• Task to complete:
Reproduce all of the records below word for word, leaving out the pictures.

***** Provided records

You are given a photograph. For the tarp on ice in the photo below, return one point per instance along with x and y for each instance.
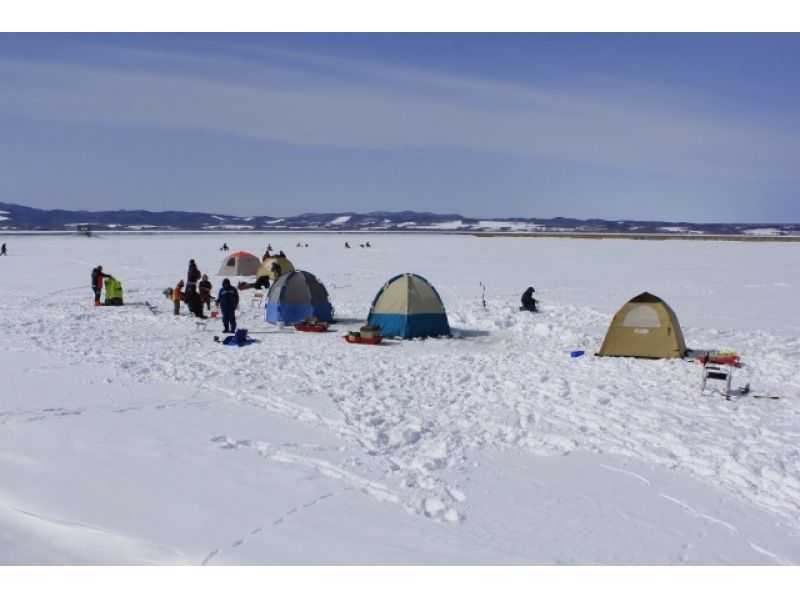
(240, 263)
(644, 327)
(296, 296)
(409, 307)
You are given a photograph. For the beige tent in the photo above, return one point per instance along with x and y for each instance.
(240, 263)
(644, 327)
(266, 266)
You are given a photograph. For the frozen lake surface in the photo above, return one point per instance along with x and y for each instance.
(128, 437)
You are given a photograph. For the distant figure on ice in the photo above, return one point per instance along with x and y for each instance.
(228, 301)
(204, 288)
(528, 302)
(192, 276)
(97, 283)
(113, 292)
(177, 297)
(276, 270)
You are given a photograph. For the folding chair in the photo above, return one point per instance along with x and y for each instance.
(715, 372)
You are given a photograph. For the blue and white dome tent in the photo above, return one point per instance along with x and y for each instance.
(409, 307)
(296, 296)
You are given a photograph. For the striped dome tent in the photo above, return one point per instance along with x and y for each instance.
(240, 263)
(296, 296)
(409, 307)
(266, 266)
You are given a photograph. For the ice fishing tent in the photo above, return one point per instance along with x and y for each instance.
(408, 307)
(266, 266)
(296, 296)
(644, 327)
(240, 263)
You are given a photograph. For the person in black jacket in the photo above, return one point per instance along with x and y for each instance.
(194, 302)
(228, 301)
(97, 283)
(528, 302)
(192, 276)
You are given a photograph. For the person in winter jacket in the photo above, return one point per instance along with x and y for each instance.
(177, 297)
(204, 287)
(528, 302)
(228, 301)
(194, 303)
(97, 283)
(192, 276)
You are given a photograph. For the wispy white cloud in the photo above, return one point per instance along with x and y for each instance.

**********

• Expected answer:
You are given a photograph. For the tarp on ice in the photo below, return one point per instance along with x and y for each instance.
(240, 263)
(644, 327)
(296, 296)
(409, 307)
You are given a photograph. For the beige tent in the photo above, return one point per instance along with x and y for each instance.
(240, 263)
(644, 327)
(266, 266)
You are given a photograph. For the frozen lake surface in the photo above, return one point per instance along with x and y for each instance.
(128, 437)
You are given a photograph. For the distant figure on ice in the photo above, return one point per instance along with x and y for each instance.
(228, 301)
(204, 288)
(528, 302)
(192, 276)
(97, 283)
(113, 292)
(177, 297)
(276, 270)
You are given a photograph. For the folding chair in the photo above, return one point per instance along with x and y for each instance.
(715, 372)
You are given a photograph. For the blue and white dome tent in the photo above, return one point per instance along with x and y for each instance.
(409, 307)
(296, 296)
You are given a photograph. For the striped dome tent in the photo above, return one point per instance along with x and y for each instance.
(240, 263)
(296, 296)
(409, 307)
(266, 266)
You are given a photograph. For the ice fishing tent in the photo above, return one point per instance along with x and y for each instance.
(408, 307)
(266, 266)
(296, 296)
(644, 327)
(240, 263)
You are given a photograph. For the person in black jacket in the photo above, return one point per instance along with x and y for each instance.
(194, 302)
(228, 301)
(97, 283)
(528, 302)
(192, 276)
You are given a photograph. For the person in winter jacket in the photo above, return one point per instance along with x and y for each instance.
(177, 297)
(204, 287)
(528, 302)
(228, 301)
(194, 303)
(97, 283)
(192, 276)
You are given a photograph. For the wispy white cloud in the photo above, return one point per instance along with x and y for each instance.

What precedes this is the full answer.